▶ What is expected:
Can you quote the lines below exactly, starting at the line with "Note to the class: indicate the concrete staircase" and going through the last one?

▶ Listing:
++++++
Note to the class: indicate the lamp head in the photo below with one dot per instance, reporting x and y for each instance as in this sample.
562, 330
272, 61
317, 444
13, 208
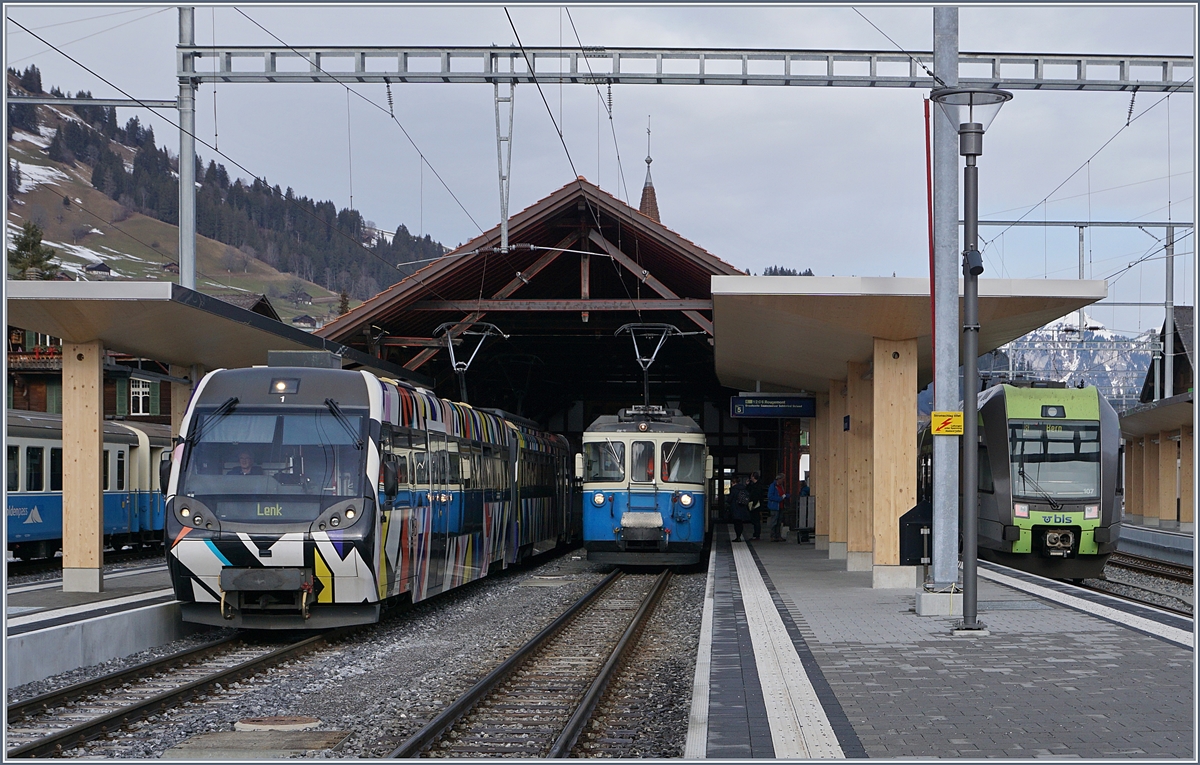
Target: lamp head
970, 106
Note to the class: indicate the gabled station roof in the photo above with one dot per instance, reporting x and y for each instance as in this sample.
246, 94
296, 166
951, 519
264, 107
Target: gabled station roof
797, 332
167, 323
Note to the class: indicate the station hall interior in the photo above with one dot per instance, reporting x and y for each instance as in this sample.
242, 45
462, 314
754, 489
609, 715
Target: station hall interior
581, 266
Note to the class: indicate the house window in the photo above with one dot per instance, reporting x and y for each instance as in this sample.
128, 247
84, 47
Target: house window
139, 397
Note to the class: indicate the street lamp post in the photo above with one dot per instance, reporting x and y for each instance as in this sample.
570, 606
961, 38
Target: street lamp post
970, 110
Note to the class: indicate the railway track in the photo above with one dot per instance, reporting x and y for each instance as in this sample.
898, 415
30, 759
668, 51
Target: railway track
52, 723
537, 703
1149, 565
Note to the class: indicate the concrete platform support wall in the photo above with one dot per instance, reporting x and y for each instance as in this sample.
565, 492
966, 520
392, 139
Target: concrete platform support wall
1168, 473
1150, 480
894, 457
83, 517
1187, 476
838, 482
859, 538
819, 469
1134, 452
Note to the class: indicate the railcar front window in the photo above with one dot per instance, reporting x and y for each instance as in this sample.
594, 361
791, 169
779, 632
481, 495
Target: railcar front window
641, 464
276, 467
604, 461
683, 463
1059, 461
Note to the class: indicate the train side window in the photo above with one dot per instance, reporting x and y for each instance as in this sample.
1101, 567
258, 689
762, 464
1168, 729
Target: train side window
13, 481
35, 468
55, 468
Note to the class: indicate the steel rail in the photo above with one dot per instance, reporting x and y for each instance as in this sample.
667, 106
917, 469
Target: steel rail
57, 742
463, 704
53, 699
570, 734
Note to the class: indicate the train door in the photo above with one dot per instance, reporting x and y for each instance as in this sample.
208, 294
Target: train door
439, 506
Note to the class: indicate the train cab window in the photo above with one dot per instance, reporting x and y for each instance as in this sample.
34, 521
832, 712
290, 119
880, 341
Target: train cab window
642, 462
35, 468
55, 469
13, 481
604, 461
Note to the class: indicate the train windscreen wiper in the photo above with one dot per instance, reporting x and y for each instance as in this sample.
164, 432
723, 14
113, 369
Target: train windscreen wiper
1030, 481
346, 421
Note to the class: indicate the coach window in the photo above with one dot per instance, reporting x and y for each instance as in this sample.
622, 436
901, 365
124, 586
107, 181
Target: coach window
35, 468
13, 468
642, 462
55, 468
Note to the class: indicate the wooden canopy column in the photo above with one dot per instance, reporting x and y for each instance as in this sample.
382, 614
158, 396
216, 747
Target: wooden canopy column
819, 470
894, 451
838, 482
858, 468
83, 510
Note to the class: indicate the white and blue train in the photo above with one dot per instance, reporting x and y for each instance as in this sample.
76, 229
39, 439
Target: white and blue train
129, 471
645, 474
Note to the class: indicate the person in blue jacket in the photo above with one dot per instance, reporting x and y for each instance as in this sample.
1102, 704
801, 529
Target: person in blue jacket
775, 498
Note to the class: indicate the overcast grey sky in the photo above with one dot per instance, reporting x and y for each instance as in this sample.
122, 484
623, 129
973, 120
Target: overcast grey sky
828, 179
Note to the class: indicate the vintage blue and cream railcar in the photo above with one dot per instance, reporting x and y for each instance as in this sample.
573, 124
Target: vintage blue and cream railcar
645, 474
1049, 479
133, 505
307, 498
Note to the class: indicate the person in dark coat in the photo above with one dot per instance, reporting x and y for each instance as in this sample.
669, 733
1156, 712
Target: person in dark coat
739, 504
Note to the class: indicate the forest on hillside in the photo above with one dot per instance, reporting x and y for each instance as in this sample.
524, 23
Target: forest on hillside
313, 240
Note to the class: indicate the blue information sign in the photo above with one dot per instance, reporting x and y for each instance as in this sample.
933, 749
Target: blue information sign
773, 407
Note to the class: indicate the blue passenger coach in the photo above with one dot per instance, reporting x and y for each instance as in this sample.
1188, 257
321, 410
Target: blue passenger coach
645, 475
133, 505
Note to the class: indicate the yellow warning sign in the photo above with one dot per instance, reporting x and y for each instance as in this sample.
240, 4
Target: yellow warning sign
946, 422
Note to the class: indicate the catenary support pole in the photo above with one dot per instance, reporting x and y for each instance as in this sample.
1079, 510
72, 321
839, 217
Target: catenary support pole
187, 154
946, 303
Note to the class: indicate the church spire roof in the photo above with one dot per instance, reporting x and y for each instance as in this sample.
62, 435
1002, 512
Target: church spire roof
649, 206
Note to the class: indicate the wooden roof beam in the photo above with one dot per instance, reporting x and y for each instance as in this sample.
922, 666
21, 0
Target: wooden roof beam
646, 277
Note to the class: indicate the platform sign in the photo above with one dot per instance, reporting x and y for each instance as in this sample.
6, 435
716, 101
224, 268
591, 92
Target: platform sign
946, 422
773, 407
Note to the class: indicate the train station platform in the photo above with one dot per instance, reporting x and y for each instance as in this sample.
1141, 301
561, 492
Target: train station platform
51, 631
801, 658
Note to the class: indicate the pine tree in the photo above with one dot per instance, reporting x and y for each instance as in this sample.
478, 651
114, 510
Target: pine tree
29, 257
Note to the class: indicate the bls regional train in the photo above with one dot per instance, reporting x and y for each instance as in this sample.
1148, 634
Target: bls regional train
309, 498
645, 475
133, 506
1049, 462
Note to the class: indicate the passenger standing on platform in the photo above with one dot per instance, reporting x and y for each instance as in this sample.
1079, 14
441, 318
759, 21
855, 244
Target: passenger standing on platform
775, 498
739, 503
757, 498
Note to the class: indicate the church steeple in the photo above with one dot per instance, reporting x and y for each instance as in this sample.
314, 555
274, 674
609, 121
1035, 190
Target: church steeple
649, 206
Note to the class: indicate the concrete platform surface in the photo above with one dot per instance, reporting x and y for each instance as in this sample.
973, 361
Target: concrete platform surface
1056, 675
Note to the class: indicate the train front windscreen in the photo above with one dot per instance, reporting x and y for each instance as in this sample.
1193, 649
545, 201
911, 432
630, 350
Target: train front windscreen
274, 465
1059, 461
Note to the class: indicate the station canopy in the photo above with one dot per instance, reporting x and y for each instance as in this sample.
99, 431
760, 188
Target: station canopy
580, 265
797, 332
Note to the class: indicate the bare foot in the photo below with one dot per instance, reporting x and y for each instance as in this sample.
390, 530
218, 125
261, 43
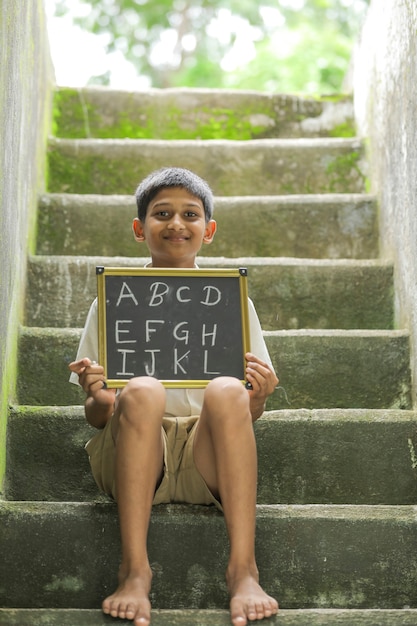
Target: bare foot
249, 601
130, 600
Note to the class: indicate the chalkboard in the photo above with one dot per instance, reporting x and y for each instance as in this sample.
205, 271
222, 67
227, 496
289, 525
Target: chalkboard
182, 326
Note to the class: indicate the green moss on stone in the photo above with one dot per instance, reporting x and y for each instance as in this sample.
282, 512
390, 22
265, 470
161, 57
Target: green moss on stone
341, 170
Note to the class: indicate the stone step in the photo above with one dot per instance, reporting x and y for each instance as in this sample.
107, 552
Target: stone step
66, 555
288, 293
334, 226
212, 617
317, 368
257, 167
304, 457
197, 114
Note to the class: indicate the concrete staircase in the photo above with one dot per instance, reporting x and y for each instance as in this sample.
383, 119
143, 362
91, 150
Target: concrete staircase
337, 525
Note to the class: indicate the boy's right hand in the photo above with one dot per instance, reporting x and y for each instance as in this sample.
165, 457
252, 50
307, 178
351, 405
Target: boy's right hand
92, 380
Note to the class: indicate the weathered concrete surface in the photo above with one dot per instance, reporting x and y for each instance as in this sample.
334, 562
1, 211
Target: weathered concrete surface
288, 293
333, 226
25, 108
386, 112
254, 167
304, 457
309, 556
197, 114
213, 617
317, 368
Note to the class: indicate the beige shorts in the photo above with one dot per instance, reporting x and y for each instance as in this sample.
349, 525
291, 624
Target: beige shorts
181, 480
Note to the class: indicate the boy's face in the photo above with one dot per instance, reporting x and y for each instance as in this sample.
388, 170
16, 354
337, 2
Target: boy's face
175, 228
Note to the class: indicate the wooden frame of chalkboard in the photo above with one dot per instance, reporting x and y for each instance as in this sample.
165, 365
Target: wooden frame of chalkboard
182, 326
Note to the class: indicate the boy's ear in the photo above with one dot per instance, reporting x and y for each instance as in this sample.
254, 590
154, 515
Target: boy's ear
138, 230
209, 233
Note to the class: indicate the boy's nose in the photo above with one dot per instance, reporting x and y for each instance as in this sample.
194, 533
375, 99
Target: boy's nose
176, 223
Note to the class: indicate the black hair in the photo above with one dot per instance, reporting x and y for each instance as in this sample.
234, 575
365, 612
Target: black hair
++++++
▶ Written answer:
Note to the class: indicate the concrete staircase in the photo above with one dot per instance, reporting x and y for each instance as in this sample.
383, 119
143, 362
91, 150
Target: concrete staircase
337, 525
Note to the class: indicate the boy's right hand in the photo above with one dot per instance, reporting x and y for each instance as in this sample.
165, 457
252, 50
307, 178
351, 405
Target: boy's right hand
92, 380
Note to the class: indicate the weathered concrete surface in the photo above with one dot per instance, reporting x and y for each instance as in this sample.
334, 562
1, 211
Target: weathered concrete surface
288, 293
333, 226
25, 108
386, 112
254, 167
304, 457
309, 556
197, 114
213, 617
317, 368
Note to the class: indicate the beige shorts in the photo above with one dot per instance, reporting x and y for each instance as in this sample.
349, 525
291, 624
Target: beige shorts
181, 480
Note to the class: indicate the boy's face in the photo above with one dot per instance, reporting x and y for each instance as in this sample.
388, 170
16, 354
337, 2
Target: boy's face
175, 228
Note to the class: indicate the wooden frame of chalkboard in the photo above with one dot per instance, reporting x and y for each instance as in this sample.
165, 365
Target: wooden frame of chalkboard
182, 326
Note to the class: indicate the boy's ear in the photo above with one dot per instance, reporting x and y for each instance as in this sample.
254, 590
154, 515
Target: boy's ear
138, 230
209, 233
Note to the class: indicate the boy's nose in the photo above with one dot per instance, reporting x and y for each instance as in this sample.
194, 533
375, 99
Target: boy's nose
176, 223
Note to the class: indicate the black hair in the photo above with one dot per instance, reporting x and y for each instance as in this sample.
234, 575
365, 612
Target: black hair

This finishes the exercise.